> **EXERCISE**:
When you copy the entries, omit the images and keep every word as it is.

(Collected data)
Segment Open
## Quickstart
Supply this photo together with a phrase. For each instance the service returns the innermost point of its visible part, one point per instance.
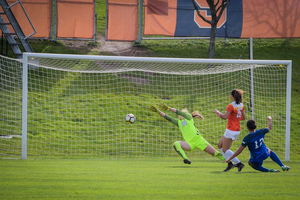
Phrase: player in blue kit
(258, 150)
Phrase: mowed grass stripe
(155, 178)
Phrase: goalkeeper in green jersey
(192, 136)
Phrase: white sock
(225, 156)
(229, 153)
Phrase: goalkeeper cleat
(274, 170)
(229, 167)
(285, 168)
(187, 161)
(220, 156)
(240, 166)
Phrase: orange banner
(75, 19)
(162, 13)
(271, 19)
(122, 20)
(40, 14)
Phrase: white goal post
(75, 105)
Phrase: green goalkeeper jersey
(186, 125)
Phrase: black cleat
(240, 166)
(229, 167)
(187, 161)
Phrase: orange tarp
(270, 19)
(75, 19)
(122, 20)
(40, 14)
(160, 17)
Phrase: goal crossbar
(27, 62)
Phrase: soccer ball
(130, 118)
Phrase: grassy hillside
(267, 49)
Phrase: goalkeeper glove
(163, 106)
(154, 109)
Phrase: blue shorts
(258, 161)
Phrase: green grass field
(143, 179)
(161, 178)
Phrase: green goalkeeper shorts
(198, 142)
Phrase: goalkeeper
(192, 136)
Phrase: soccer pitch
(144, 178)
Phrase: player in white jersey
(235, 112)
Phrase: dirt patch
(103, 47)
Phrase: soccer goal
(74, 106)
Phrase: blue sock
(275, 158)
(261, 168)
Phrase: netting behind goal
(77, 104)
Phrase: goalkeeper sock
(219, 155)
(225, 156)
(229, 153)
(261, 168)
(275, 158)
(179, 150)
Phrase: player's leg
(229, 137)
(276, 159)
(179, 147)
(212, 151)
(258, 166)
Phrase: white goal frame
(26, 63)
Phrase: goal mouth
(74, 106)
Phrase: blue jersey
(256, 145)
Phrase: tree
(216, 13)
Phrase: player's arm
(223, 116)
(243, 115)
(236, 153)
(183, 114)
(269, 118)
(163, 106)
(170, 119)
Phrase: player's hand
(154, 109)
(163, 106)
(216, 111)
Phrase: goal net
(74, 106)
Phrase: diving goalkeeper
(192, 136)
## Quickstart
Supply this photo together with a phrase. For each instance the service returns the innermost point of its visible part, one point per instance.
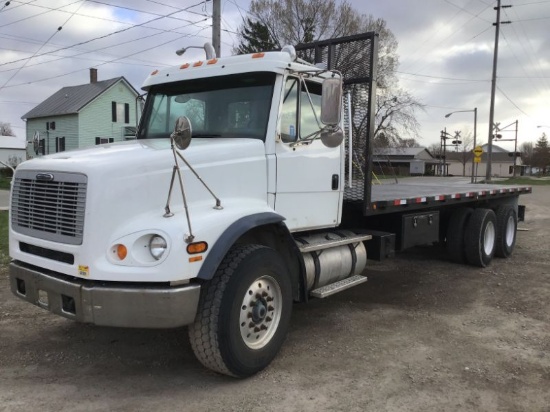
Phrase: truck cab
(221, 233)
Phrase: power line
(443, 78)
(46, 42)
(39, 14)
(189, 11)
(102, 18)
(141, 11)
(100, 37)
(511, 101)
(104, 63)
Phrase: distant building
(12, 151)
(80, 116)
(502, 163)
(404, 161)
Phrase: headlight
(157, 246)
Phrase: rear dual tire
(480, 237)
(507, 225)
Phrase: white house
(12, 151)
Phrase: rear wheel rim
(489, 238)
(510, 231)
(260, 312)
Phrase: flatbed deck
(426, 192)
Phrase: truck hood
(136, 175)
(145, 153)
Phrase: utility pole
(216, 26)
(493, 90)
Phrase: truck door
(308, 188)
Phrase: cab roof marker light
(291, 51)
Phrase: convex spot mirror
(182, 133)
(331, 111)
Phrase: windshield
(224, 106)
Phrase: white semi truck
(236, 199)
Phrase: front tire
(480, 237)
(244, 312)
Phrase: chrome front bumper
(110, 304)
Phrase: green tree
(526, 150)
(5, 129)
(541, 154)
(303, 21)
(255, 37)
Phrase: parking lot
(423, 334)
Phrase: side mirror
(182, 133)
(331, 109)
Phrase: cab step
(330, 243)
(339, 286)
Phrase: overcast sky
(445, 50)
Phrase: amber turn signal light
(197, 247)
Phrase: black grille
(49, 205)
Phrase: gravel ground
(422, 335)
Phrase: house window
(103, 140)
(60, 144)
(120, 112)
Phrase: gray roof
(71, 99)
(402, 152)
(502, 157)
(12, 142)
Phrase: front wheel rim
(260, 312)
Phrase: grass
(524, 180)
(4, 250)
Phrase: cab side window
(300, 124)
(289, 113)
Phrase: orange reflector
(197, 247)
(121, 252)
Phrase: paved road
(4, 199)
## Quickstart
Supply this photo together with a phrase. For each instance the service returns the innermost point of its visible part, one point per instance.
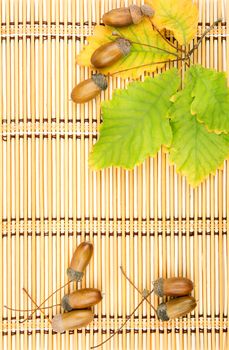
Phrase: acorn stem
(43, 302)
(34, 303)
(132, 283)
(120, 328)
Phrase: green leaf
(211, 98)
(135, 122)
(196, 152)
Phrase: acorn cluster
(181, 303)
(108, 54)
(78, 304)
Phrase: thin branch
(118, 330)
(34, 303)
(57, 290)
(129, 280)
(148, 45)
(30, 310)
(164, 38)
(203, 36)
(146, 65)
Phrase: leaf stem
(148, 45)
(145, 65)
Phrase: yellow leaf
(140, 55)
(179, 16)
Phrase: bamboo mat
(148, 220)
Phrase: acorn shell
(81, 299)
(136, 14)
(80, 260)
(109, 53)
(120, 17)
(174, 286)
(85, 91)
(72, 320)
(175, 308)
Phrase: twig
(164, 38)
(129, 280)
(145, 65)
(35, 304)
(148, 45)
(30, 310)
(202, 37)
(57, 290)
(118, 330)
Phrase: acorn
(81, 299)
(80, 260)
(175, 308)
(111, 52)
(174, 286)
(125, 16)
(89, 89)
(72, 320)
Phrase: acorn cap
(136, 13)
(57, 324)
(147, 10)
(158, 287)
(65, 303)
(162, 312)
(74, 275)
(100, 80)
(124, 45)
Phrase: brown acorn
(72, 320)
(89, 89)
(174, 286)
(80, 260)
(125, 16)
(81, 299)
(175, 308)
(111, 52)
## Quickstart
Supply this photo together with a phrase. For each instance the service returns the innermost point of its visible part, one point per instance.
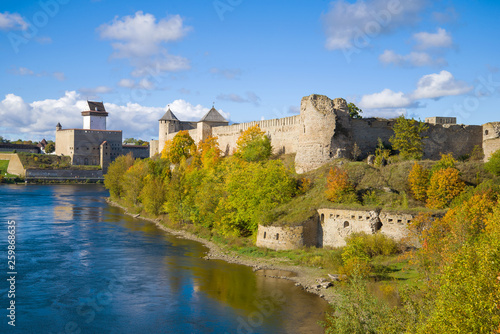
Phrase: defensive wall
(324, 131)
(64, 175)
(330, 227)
Segment Closed
> **ANSWER AREA**:
## Quickstart
Supply this photo together with a phrase. For each instance the service returns the innermost point of its visible part, one point per instance.
Phrase: player in blue kit
(258, 150)
Phrase: mowed grass stripe
(155, 178)
Phrase: goalkeeper in green jersey
(192, 136)
Phrase: white sock
(225, 156)
(229, 153)
Phrase: goalkeeper cleat
(274, 170)
(229, 167)
(285, 168)
(187, 161)
(220, 156)
(240, 166)
Phrase: orange banner
(75, 19)
(162, 13)
(271, 19)
(122, 20)
(40, 14)
Phrase: white goal post
(75, 105)
Phrase: green goalkeeper jersey
(186, 125)
Phrase: black cleat
(240, 166)
(229, 167)
(187, 161)
Phrase: orange tarp
(270, 19)
(75, 19)
(122, 20)
(40, 14)
(160, 17)
Phrase: goal crossbar
(27, 62)
Phrase: soccer ball
(130, 118)
Phrase: grassy hillside
(267, 49)
Phrase: goalkeeper glove
(163, 106)
(154, 109)
Phrase: blue shorts
(258, 161)
Phrase: green grass field
(143, 179)
(161, 178)
Phrase: green goalkeeper shorts
(198, 142)
Phrase: goalkeeper
(192, 136)
Phrase: soccer pitch
(144, 178)
Phrase: player in white jersey
(235, 112)
Phrase: dirt patch
(103, 47)
Phrase: soccer goal
(74, 106)
Phrase: blue sock
(275, 158)
(261, 168)
Phrase: netting behind goal
(77, 104)
Phrase: goalkeeper sock
(219, 155)
(225, 156)
(229, 153)
(261, 168)
(275, 158)
(179, 150)
Phrase: player's leg
(229, 137)
(276, 159)
(179, 147)
(212, 151)
(258, 166)
Phrase: white goal frame
(26, 63)
Phrase: goal mouth
(74, 106)
Phrase: blue jersey
(256, 145)
Phrase: tree
(216, 13)
Phrase: player's arm
(223, 116)
(243, 115)
(236, 153)
(183, 114)
(269, 118)
(163, 106)
(170, 119)
Phrase: player's hand
(154, 109)
(163, 106)
(216, 111)
Phrase: goal net
(74, 106)
Phrase: diving goalkeeper
(192, 136)
## Quickstart
Supply this photo together with a phrase. For each instance the service returns the innermost point of its visible part, one point per instance.
Phrase: truck cab
(221, 233)
Phrase: power line
(443, 78)
(46, 42)
(39, 14)
(189, 11)
(102, 18)
(141, 11)
(100, 37)
(511, 101)
(104, 63)
Phrase: distant building
(12, 151)
(80, 116)
(502, 163)
(404, 161)
Phrase: headlight
(157, 246)
Phrase: rear dual tire
(480, 237)
(507, 225)
Phrase: white house
(12, 151)
Phrase: rear wheel rim
(489, 238)
(510, 231)
(260, 312)
Phrase: flatbed deck
(426, 192)
Phrase: truck hood
(136, 175)
(145, 153)
Phrase: utility pole
(216, 26)
(493, 90)
Phrase: truck door
(308, 188)
Phrase: cab roof marker light
(291, 51)
Phrase: convex spot mirror
(182, 133)
(331, 111)
Phrase: windshield
(224, 106)
Phrase: white semi truck
(236, 199)
Phrase: front tire
(480, 237)
(244, 312)
Phrase: chrome front bumper
(110, 304)
Phrase: green tree
(526, 150)
(5, 129)
(541, 154)
(303, 21)
(255, 37)
Phrase: parking lot
(423, 334)
Phrase: side mirror
(182, 133)
(331, 109)
Phrase: cab step
(330, 243)
(339, 286)
Phrase: overcast sky
(445, 50)
Phrase: amber turn signal light
(197, 247)
Phrase: black grille
(49, 205)
Phrase: gravel ground
(422, 335)
Phrase: house window
(103, 140)
(60, 144)
(120, 112)
Phrase: gray roof
(71, 99)
(402, 152)
(502, 157)
(12, 142)
Phrase: front wheel rim
(260, 312)
Phrase: grass
(524, 180)
(4, 250)
Phrase: cab side window
(300, 124)
(289, 113)
Phrase: orange reflector
(197, 247)
(121, 252)
Phrase: paved road
(4, 199)
## Quickstart
Supply this photo together with a phrase. For each instance the service returns the innermost point of its visible part, one point per instance.
Phrase: acorn stem
(43, 302)
(34, 303)
(132, 283)
(120, 328)
Phrase: green leaf
(211, 98)
(135, 122)
(196, 152)
Phrase: acorn cluster
(181, 303)
(108, 54)
(78, 304)
Phrase: thin branch
(118, 330)
(34, 303)
(57, 290)
(129, 280)
(148, 45)
(30, 310)
(164, 38)
(203, 36)
(146, 65)
Phrase: leaf stem
(148, 45)
(145, 65)
Phrase: yellow leaf
(140, 55)
(179, 16)
Phrase: bamboo mat
(148, 220)
Phrase: acorn shell
(81, 299)
(136, 14)
(80, 260)
(109, 53)
(120, 17)
(174, 286)
(85, 91)
(72, 320)
(175, 308)
Phrase: twig
(164, 38)
(129, 280)
(145, 65)
(35, 304)
(148, 45)
(30, 310)
(202, 37)
(57, 290)
(118, 330)
Phrase: acorn
(81, 299)
(80, 260)
(175, 308)
(111, 52)
(174, 286)
(125, 16)
(89, 89)
(72, 320)
Phrase: acorn cap
(136, 13)
(57, 324)
(147, 10)
(158, 287)
(65, 303)
(162, 312)
(74, 275)
(100, 80)
(124, 45)
Phrase: brown acorn
(72, 320)
(89, 89)
(174, 286)
(80, 260)
(125, 16)
(81, 299)
(175, 308)
(111, 52)
## Quickstart
Supply this photo together with a phrase. For each instance the service returns the innermost point of its visible part, one point per instance.
Phrase: defensive wall
(324, 131)
(64, 175)
(330, 227)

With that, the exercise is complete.